Extracted data:
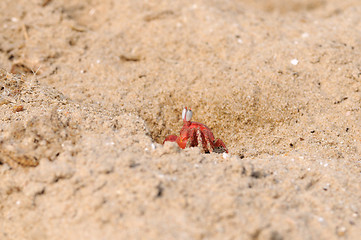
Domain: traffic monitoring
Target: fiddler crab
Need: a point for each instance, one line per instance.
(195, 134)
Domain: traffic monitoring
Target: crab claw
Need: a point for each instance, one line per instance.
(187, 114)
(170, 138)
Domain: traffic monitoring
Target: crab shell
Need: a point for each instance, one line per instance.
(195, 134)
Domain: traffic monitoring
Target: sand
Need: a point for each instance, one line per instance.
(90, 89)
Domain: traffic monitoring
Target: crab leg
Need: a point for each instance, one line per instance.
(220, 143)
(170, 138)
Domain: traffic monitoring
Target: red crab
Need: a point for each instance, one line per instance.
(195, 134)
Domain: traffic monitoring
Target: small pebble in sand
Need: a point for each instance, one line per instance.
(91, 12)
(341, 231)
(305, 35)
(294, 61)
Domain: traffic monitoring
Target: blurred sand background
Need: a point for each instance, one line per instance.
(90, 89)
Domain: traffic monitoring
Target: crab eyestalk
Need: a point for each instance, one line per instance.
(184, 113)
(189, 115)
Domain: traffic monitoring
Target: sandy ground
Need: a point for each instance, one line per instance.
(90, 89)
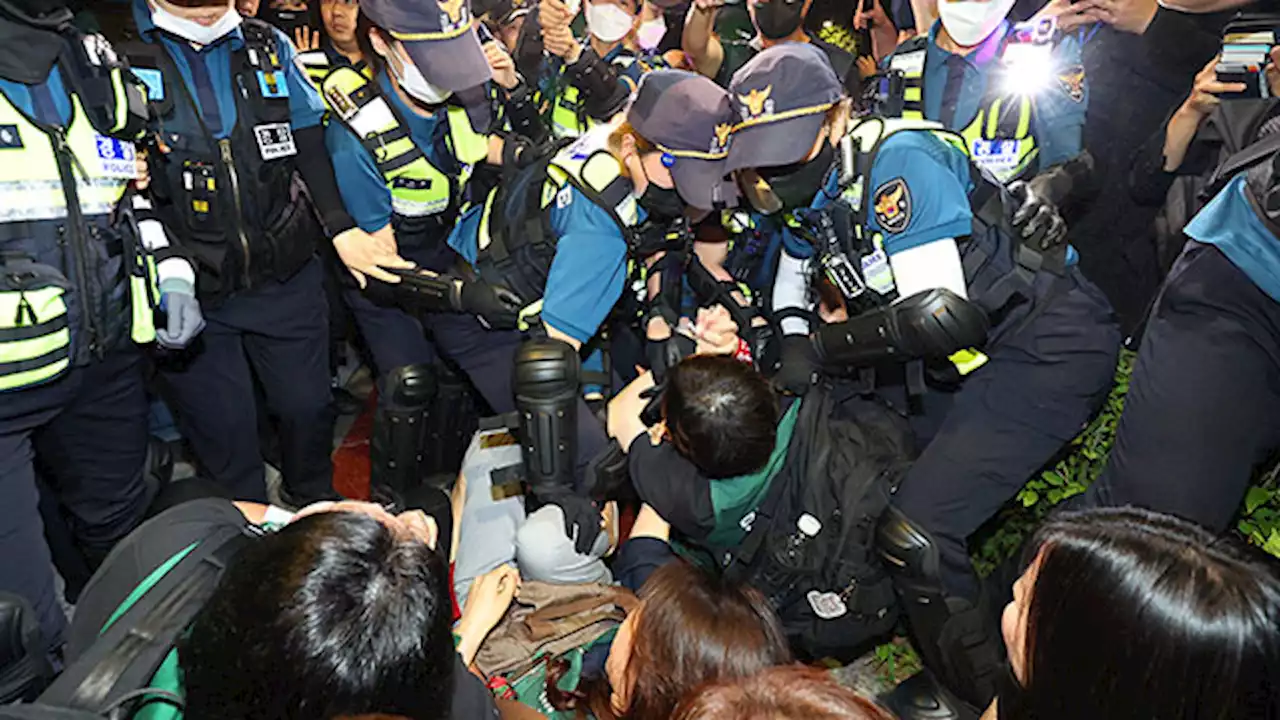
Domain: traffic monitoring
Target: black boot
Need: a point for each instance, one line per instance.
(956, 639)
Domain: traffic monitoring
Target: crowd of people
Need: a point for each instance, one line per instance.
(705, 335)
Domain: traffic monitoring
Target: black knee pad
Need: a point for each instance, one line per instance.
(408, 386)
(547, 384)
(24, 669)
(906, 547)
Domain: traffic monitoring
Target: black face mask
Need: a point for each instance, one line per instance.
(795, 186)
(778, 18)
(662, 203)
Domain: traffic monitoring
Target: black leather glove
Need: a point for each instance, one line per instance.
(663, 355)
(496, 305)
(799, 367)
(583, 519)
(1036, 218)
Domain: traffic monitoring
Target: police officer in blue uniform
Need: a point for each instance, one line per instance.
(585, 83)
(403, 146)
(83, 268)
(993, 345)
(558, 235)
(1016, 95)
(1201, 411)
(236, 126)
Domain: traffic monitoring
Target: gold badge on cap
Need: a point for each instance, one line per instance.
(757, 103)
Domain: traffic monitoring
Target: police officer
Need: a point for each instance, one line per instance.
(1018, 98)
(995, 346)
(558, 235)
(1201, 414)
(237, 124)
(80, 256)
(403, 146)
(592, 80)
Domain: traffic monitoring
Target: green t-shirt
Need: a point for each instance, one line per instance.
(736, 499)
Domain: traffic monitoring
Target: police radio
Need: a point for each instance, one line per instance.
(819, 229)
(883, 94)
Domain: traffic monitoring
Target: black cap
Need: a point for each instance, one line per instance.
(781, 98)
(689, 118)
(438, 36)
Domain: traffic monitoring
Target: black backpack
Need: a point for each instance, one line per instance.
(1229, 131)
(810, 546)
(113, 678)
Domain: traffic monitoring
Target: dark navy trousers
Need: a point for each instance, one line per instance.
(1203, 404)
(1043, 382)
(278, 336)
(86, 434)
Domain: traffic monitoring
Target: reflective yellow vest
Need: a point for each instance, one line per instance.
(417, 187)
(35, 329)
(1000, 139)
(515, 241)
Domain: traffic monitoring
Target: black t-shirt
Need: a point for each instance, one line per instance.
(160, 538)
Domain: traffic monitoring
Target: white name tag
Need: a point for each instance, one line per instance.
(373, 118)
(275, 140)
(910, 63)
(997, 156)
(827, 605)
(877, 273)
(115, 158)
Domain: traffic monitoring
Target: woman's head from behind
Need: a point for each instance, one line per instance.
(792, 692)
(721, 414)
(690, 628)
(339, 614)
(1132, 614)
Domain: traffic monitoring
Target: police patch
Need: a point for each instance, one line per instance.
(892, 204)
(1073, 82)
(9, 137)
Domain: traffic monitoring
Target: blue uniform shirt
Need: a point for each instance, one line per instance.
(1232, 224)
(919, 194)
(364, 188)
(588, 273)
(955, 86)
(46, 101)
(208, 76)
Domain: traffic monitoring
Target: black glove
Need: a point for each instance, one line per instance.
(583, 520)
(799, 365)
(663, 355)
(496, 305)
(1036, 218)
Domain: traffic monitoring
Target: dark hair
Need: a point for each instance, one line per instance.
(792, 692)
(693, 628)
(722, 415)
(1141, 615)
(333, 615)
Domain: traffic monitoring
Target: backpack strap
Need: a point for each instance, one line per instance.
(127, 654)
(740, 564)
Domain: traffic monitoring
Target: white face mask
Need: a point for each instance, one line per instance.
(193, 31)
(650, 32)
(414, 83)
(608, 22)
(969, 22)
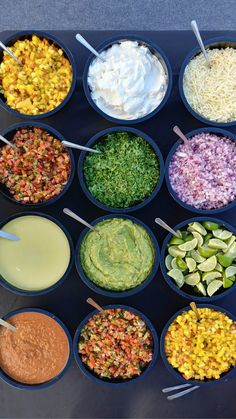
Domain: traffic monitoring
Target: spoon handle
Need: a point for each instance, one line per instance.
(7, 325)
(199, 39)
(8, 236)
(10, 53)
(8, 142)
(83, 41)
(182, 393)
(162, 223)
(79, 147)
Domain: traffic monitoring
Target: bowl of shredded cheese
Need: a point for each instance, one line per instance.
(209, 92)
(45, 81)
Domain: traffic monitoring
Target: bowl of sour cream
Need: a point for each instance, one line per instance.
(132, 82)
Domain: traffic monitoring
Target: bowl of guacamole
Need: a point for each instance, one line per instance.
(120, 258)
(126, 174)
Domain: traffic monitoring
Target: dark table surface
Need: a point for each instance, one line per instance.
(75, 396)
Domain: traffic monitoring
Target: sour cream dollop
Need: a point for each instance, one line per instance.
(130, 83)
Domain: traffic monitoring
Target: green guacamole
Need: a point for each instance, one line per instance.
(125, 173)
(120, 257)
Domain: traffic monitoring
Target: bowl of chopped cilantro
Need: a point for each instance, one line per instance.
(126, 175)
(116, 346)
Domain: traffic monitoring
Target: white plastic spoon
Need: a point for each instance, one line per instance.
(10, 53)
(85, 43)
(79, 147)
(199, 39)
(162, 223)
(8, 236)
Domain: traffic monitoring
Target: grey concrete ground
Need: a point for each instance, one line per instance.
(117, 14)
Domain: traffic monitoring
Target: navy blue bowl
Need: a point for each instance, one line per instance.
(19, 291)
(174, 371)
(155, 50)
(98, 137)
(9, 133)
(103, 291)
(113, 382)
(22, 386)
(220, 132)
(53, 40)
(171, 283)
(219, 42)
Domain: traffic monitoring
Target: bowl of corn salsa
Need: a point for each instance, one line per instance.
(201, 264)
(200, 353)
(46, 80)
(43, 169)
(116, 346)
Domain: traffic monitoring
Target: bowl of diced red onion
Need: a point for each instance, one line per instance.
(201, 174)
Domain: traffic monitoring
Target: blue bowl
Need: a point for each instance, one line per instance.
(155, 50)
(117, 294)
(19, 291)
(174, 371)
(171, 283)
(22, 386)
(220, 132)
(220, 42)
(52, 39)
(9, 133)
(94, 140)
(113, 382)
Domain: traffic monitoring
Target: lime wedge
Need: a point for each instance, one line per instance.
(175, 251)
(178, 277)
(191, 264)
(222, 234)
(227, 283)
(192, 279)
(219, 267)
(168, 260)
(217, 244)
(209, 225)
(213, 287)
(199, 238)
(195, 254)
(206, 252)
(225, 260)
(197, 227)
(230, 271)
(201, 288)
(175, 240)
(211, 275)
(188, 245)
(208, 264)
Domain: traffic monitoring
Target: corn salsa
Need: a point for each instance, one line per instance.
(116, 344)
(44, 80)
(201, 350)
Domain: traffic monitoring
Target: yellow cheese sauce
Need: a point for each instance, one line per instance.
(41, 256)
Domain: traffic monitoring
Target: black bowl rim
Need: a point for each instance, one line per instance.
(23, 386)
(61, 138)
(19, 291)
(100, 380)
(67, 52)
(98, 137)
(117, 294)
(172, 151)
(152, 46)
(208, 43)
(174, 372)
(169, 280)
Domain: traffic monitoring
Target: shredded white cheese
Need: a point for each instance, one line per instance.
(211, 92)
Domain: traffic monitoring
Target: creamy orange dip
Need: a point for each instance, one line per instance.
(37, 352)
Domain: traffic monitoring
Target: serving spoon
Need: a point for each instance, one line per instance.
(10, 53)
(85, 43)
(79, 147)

--

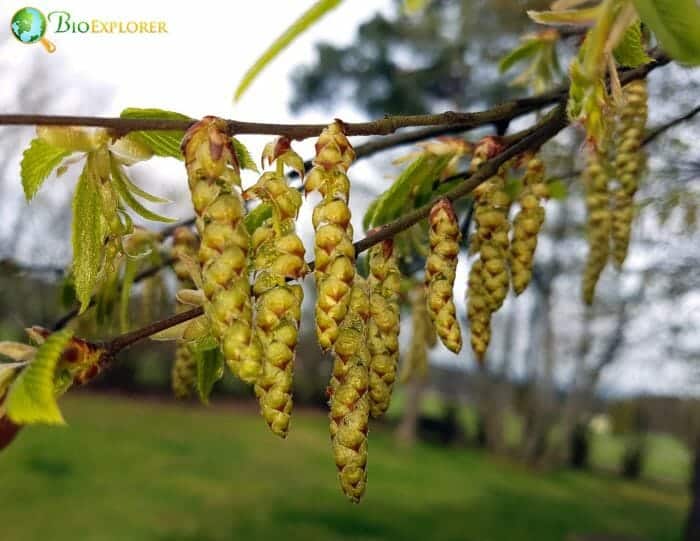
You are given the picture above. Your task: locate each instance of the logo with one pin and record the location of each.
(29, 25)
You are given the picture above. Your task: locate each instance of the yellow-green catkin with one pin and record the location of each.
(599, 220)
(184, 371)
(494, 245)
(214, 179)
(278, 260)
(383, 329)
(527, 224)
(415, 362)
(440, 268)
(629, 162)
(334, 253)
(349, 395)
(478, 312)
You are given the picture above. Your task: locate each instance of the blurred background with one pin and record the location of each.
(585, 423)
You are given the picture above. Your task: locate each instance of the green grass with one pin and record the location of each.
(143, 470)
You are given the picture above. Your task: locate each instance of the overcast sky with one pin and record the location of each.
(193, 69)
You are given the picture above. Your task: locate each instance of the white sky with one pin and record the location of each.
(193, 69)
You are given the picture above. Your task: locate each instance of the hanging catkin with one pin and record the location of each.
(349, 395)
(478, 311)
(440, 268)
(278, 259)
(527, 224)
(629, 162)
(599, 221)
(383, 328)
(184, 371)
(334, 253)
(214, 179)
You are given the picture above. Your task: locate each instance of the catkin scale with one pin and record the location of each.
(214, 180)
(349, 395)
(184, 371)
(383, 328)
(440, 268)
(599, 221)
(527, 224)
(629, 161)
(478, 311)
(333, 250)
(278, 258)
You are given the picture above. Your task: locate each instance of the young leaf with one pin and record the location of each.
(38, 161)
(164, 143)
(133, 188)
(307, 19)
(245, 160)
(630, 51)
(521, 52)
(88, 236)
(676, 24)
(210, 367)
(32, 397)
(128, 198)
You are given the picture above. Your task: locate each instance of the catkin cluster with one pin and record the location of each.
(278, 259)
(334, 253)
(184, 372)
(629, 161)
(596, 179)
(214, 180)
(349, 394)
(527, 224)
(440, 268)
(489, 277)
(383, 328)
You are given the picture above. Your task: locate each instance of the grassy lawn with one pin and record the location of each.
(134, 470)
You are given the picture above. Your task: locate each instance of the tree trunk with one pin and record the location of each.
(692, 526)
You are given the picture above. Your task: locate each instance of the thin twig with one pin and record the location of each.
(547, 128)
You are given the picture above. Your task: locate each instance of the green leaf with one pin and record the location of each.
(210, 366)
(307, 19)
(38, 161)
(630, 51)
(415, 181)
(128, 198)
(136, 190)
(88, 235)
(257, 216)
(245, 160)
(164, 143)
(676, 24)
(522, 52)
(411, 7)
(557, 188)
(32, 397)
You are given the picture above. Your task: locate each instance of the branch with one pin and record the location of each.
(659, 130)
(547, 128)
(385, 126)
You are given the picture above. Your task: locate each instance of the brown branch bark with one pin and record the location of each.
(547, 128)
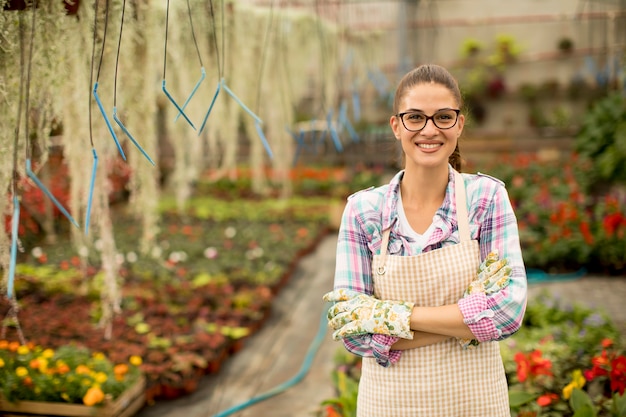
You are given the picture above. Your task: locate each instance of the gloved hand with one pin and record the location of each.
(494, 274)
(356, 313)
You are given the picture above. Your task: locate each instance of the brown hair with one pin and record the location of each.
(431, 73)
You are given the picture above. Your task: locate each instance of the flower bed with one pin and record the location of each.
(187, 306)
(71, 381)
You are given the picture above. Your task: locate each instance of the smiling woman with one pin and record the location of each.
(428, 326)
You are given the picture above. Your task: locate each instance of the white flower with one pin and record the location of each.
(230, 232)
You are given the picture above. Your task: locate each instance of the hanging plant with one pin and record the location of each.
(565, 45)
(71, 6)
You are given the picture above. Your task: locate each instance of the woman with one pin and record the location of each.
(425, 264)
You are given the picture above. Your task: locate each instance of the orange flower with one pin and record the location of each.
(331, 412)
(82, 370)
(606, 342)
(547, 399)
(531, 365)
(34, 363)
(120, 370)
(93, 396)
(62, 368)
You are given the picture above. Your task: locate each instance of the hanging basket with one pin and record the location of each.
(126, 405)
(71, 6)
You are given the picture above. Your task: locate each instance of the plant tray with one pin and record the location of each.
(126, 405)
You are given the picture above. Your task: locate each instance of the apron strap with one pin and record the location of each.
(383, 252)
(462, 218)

---

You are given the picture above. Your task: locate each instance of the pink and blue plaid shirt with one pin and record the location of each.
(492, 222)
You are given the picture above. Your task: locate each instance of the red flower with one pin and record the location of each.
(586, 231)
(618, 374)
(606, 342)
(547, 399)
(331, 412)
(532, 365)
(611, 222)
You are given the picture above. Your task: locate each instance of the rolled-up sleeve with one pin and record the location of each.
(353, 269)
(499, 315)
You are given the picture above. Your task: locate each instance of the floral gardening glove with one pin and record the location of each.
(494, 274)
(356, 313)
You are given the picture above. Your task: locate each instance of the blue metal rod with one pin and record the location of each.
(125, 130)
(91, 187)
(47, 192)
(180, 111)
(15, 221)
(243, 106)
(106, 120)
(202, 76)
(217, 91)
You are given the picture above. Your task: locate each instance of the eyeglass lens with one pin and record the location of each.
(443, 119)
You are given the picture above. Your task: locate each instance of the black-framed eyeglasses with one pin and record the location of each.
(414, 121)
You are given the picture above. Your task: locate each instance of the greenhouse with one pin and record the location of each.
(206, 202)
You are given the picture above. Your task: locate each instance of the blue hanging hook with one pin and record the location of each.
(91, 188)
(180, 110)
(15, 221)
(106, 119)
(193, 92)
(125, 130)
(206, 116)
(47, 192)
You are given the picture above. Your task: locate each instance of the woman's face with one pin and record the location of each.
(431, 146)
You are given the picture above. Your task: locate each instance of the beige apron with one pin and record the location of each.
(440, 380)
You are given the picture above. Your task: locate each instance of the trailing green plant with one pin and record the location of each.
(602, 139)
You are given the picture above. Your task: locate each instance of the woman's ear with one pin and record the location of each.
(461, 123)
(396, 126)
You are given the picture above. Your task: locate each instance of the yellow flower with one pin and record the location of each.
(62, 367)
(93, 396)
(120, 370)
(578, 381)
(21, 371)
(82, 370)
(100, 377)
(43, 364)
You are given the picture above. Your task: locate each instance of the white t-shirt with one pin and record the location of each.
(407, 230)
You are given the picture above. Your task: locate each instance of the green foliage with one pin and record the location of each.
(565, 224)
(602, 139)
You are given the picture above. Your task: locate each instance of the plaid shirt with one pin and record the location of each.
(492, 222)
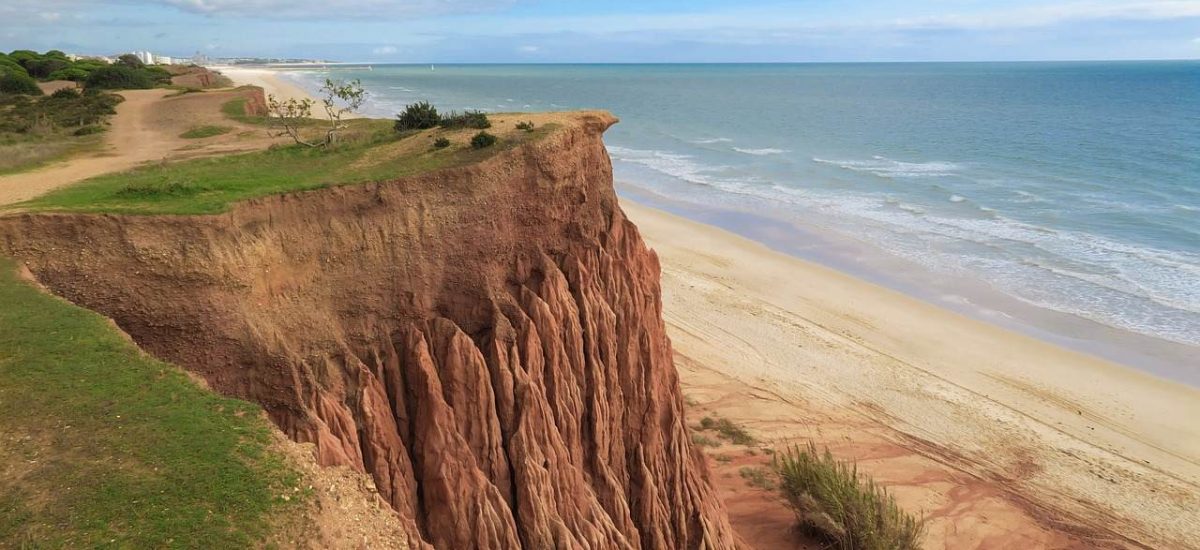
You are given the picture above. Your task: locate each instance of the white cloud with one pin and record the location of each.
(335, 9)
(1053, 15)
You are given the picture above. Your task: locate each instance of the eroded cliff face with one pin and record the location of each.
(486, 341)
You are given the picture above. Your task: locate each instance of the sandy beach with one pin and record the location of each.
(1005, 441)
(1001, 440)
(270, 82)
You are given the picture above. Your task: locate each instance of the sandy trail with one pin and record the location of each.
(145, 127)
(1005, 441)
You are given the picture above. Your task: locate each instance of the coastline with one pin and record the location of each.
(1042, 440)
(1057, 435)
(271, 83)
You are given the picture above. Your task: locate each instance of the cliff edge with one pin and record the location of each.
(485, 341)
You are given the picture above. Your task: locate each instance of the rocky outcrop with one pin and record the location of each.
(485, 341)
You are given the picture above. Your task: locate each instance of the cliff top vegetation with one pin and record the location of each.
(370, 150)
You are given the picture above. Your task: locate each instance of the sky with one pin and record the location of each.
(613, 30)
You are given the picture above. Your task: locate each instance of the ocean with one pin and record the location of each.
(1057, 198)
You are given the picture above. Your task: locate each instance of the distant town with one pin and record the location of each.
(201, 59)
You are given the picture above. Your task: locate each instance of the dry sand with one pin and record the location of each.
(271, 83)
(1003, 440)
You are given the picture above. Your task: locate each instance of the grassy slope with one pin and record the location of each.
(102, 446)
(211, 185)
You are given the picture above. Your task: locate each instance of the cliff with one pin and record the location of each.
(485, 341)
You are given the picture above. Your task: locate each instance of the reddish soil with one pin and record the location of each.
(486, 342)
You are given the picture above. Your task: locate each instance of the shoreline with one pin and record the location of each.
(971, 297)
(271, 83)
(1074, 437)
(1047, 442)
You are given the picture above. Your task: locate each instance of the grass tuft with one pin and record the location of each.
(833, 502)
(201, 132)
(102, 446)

What this task involves: Which lines above contain the string "background"? Pick out each one and copy it in full, treating uppercase and lowercase as different.

Expected answer:
Target: blurred sand background
You are given the picture above. Your task: locate each instance of the blurred background with one pin and record the location of each.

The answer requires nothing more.